● WORK INSTRUCTIONS:
Count the lines of the records below that contain the string "blue". Give only the number.
***** DATA IN THIS EXERCISE
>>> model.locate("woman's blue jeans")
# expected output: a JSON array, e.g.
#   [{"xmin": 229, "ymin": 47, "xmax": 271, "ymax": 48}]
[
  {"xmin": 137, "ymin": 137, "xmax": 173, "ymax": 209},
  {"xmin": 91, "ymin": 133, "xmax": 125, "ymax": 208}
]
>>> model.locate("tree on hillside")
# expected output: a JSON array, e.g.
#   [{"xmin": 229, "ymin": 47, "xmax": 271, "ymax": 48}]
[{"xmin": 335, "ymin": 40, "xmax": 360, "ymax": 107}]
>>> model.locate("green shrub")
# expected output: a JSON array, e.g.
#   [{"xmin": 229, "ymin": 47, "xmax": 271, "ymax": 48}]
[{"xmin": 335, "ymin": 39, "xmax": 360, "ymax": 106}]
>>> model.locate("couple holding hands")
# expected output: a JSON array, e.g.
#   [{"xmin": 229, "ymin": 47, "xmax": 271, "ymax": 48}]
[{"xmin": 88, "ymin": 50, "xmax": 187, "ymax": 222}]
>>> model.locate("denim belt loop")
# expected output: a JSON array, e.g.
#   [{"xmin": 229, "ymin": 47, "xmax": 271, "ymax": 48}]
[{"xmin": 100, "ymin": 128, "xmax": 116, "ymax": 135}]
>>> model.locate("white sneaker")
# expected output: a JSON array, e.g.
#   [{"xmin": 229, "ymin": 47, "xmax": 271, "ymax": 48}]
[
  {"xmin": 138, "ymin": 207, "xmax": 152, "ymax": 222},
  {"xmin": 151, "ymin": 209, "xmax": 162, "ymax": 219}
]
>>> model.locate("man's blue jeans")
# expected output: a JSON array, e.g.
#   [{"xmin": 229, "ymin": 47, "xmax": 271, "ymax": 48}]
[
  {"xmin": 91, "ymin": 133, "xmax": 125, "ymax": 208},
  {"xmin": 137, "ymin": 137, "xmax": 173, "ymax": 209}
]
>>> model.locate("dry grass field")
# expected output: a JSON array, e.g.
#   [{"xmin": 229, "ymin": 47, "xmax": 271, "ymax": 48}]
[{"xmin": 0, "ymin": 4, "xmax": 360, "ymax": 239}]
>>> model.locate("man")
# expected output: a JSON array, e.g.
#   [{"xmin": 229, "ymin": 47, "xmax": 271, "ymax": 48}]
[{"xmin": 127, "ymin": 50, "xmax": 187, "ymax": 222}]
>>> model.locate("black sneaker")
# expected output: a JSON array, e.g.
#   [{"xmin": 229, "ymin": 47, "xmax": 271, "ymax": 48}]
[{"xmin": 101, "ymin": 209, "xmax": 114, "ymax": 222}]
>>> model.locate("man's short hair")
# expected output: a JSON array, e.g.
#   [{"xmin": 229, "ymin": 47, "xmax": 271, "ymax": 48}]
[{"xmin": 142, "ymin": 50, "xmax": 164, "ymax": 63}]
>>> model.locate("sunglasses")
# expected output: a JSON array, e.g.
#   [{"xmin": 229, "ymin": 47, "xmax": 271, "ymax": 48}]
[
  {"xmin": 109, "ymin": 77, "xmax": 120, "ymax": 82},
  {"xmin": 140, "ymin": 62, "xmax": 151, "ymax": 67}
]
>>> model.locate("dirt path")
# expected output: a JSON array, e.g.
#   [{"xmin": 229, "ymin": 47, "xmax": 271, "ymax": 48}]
**********
● CORRECT RESPONSE:
2